Data for review section start

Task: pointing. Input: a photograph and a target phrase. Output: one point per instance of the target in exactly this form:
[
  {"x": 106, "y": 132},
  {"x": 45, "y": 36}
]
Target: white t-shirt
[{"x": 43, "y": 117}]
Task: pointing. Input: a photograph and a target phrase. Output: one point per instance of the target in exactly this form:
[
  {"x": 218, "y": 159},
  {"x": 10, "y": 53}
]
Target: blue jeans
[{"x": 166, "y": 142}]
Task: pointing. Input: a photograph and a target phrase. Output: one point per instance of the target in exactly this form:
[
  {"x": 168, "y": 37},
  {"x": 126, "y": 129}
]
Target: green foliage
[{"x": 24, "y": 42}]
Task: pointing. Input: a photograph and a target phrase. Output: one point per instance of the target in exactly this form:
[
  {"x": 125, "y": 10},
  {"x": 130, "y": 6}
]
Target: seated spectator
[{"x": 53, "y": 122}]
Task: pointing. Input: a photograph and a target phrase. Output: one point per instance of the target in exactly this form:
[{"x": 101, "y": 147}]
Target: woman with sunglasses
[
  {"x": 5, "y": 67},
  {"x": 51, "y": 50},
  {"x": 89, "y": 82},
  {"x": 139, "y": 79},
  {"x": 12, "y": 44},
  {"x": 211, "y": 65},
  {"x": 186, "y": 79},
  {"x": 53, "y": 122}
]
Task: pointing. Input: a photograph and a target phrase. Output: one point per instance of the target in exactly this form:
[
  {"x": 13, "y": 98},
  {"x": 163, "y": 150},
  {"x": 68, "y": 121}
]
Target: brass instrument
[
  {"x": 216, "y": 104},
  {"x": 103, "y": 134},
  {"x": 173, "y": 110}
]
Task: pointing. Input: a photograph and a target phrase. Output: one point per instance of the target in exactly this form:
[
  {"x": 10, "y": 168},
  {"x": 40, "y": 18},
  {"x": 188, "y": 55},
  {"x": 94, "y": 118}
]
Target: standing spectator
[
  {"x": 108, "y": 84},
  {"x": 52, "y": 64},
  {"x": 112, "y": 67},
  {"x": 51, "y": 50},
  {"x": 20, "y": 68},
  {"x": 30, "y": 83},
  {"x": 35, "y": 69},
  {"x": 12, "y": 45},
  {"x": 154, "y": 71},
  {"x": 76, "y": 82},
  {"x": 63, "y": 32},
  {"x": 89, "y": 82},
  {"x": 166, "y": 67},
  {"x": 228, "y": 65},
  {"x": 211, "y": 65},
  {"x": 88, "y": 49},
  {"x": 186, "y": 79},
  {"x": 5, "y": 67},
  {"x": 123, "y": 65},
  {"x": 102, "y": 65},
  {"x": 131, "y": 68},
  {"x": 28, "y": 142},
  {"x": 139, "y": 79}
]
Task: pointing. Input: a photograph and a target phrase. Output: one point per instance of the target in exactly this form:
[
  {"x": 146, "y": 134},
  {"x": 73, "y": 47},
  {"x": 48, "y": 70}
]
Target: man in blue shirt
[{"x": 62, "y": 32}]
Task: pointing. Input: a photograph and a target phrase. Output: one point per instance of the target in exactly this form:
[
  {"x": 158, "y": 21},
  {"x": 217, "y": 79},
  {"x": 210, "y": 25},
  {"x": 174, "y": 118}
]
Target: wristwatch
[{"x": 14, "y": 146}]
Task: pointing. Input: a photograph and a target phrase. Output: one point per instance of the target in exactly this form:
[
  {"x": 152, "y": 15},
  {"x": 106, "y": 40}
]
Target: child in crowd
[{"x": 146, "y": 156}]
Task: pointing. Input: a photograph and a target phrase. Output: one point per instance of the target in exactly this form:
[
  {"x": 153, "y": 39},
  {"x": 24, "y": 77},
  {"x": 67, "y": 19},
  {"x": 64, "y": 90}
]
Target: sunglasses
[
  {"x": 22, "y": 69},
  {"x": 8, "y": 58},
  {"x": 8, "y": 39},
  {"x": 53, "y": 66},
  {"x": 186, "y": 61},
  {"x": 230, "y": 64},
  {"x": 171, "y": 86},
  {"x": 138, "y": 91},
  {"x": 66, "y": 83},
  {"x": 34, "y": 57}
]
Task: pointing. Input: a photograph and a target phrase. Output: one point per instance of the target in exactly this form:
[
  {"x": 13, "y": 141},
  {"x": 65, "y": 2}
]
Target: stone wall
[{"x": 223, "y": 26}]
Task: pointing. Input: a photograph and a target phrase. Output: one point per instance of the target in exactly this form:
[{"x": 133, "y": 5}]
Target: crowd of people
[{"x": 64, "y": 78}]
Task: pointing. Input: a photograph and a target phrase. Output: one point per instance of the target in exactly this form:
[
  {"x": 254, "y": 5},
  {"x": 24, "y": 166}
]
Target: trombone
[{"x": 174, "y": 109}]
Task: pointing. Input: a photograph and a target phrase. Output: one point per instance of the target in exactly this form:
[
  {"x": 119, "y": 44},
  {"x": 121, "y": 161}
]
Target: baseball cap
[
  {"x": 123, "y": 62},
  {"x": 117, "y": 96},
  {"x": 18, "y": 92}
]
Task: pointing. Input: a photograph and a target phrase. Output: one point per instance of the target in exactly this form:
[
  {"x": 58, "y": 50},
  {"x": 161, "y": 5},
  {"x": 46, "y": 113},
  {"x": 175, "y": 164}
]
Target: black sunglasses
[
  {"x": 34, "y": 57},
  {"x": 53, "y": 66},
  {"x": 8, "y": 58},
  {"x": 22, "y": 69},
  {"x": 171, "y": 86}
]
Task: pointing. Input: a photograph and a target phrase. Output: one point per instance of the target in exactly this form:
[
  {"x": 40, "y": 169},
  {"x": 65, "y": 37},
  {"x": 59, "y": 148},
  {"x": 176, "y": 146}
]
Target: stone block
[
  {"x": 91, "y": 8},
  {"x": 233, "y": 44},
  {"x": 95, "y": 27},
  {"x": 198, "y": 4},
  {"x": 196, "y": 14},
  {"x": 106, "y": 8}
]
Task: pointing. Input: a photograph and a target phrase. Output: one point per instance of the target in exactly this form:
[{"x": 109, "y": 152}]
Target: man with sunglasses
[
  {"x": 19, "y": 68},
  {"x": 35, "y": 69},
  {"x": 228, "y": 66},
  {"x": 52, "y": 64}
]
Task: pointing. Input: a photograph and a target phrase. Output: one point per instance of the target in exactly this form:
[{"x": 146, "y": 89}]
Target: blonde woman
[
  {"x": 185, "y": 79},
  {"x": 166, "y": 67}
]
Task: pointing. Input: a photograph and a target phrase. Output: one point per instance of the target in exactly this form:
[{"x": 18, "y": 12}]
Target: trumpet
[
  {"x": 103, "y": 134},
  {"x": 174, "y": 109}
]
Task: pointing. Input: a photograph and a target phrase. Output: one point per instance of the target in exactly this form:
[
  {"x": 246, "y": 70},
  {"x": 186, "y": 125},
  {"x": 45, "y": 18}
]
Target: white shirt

Data for review section end

▶ _Assigned task_: Reproduce each entry from the records above, character for character.

▶ _Written solution_:
Task: pointing. Input: a photograph and a target phrase. Output: one point per instance of the target in exactly this form:
[
  {"x": 106, "y": 132},
  {"x": 45, "y": 36}
]
Target: white t-shirt
[{"x": 43, "y": 117}]
Task: pointing. Input: a photograph and a target phrase. Output: one point per instance of the target in exactly this form:
[
  {"x": 218, "y": 159},
  {"x": 10, "y": 53}
]
Target: blue jeans
[{"x": 166, "y": 142}]
Task: pointing. Input: a photograph and a target phrase. Output: one point per instance of the target in exactly this form:
[
  {"x": 168, "y": 37},
  {"x": 126, "y": 129}
]
Target: green foliage
[{"x": 24, "y": 42}]
Task: pointing. Input: a photograph and a target phrase. Output: one point per instance of the target in exactly this form:
[
  {"x": 125, "y": 10},
  {"x": 130, "y": 6}
]
Target: seated spectator
[{"x": 53, "y": 122}]
Task: pointing. Input: a photograph and a target phrase. Output: one point per instance of the target in exactly this form:
[{"x": 101, "y": 147}]
Target: woman with sunglasses
[
  {"x": 5, "y": 67},
  {"x": 51, "y": 50},
  {"x": 89, "y": 82},
  {"x": 139, "y": 79},
  {"x": 12, "y": 44},
  {"x": 211, "y": 65},
  {"x": 186, "y": 79},
  {"x": 53, "y": 122}
]
Task: pointing. Input: a photograph and a target phrase. Output: one point per instance of the target in exactly this form:
[
  {"x": 13, "y": 98},
  {"x": 163, "y": 150},
  {"x": 68, "y": 121}
]
Target: brass instrument
[
  {"x": 216, "y": 104},
  {"x": 103, "y": 134},
  {"x": 173, "y": 110}
]
Task: pointing. Input: a photograph and a target phrase. Output: one point per instance of the target in exactly this form:
[
  {"x": 10, "y": 168},
  {"x": 40, "y": 18},
  {"x": 188, "y": 55},
  {"x": 94, "y": 118}
]
Target: standing spectator
[
  {"x": 108, "y": 84},
  {"x": 52, "y": 64},
  {"x": 112, "y": 67},
  {"x": 51, "y": 50},
  {"x": 20, "y": 68},
  {"x": 30, "y": 83},
  {"x": 35, "y": 69},
  {"x": 12, "y": 45},
  {"x": 154, "y": 71},
  {"x": 76, "y": 82},
  {"x": 63, "y": 32},
  {"x": 89, "y": 82},
  {"x": 166, "y": 67},
  {"x": 228, "y": 65},
  {"x": 211, "y": 65},
  {"x": 88, "y": 49},
  {"x": 186, "y": 79},
  {"x": 5, "y": 67},
  {"x": 123, "y": 65},
  {"x": 102, "y": 65},
  {"x": 131, "y": 68},
  {"x": 28, "y": 142},
  {"x": 139, "y": 79}
]
Task: pointing. Input: a photograph and a target phrase. Output: one point per instance of the target in exactly this form:
[
  {"x": 146, "y": 134},
  {"x": 73, "y": 47},
  {"x": 48, "y": 70}
]
Target: man in blue shirt
[{"x": 62, "y": 32}]
Task: pointing. Input: a photograph and a target phrase. Output: one point per instance of the target in exactly this form:
[
  {"x": 158, "y": 21},
  {"x": 217, "y": 79},
  {"x": 210, "y": 25},
  {"x": 174, "y": 118}
]
Target: wristwatch
[{"x": 14, "y": 146}]
Task: pointing. Input: a photograph and a target phrase. Output: one point per instance of the target in exactly this form:
[
  {"x": 152, "y": 15},
  {"x": 106, "y": 40}
]
Target: child in crowd
[{"x": 146, "y": 156}]
Task: pointing. Input: a photograph and a target phrase. Output: one point per instance of the target in exactly this form:
[
  {"x": 153, "y": 39},
  {"x": 24, "y": 77},
  {"x": 67, "y": 19},
  {"x": 64, "y": 90}
]
Target: sunglasses
[
  {"x": 22, "y": 69},
  {"x": 8, "y": 58},
  {"x": 8, "y": 39},
  {"x": 53, "y": 66},
  {"x": 186, "y": 61},
  {"x": 230, "y": 64},
  {"x": 171, "y": 86},
  {"x": 138, "y": 91},
  {"x": 66, "y": 83},
  {"x": 34, "y": 57}
]
Task: pointing. Input: a photograph and a target phrase. Output: one point per instance of the target in exactly this form:
[
  {"x": 13, "y": 141},
  {"x": 65, "y": 2}
]
Target: stone wall
[{"x": 223, "y": 26}]
Task: pointing. Input: a photograph and a target phrase. Output: one point per instance of the target in exactly this form:
[{"x": 133, "y": 5}]
Target: crowd of people
[{"x": 64, "y": 78}]
Task: pointing. Input: a photograph and a target phrase. Output: one point per instance of the target in exactly this form:
[
  {"x": 254, "y": 5},
  {"x": 24, "y": 166}
]
Target: trombone
[{"x": 174, "y": 109}]
Task: pointing. Input: a photograph and a target phrase. Output: one point per instance of the target in exactly this form:
[
  {"x": 119, "y": 44},
  {"x": 121, "y": 161}
]
Target: baseball cap
[
  {"x": 123, "y": 62},
  {"x": 117, "y": 96},
  {"x": 18, "y": 92}
]
Task: pointing. Input: a photograph and a target phrase. Output: one point per instance of the target in exactly this form:
[
  {"x": 58, "y": 50},
  {"x": 161, "y": 5},
  {"x": 46, "y": 113},
  {"x": 175, "y": 164}
]
Target: black sunglasses
[
  {"x": 34, "y": 57},
  {"x": 53, "y": 66},
  {"x": 8, "y": 58},
  {"x": 22, "y": 69},
  {"x": 171, "y": 86}
]
Task: pointing. Input: a photograph and a target phrase. Output: one point per instance of the target in exactly this form:
[
  {"x": 40, "y": 169},
  {"x": 65, "y": 37},
  {"x": 59, "y": 148},
  {"x": 176, "y": 146}
]
Target: stone block
[
  {"x": 91, "y": 8},
  {"x": 233, "y": 44},
  {"x": 95, "y": 27},
  {"x": 198, "y": 4},
  {"x": 196, "y": 14},
  {"x": 106, "y": 8}
]
Task: pointing. Input: a photograph and a target phrase. Output: one point per instance of the target in exactly this form:
[{"x": 109, "y": 152}]
Target: man with sunglasses
[
  {"x": 19, "y": 68},
  {"x": 35, "y": 69},
  {"x": 228, "y": 66},
  {"x": 52, "y": 64}
]
Task: pointing. Input: a photograph and a target phrase. Output: one point per instance of the target in exactly this form:
[{"x": 146, "y": 89}]
Target: blonde woman
[
  {"x": 185, "y": 79},
  {"x": 166, "y": 67}
]
Task: pointing. Input: a photograph and a target phrase. Output: one point per instance of the target in exactly this form:
[{"x": 18, "y": 12}]
Target: trumpet
[
  {"x": 103, "y": 134},
  {"x": 174, "y": 109}
]
Task: pointing. Input: a photograph and a target phrase. Output: one point per instance of the target in exactly this form:
[
  {"x": 246, "y": 70},
  {"x": 186, "y": 125},
  {"x": 45, "y": 18}
]
Target: white shirt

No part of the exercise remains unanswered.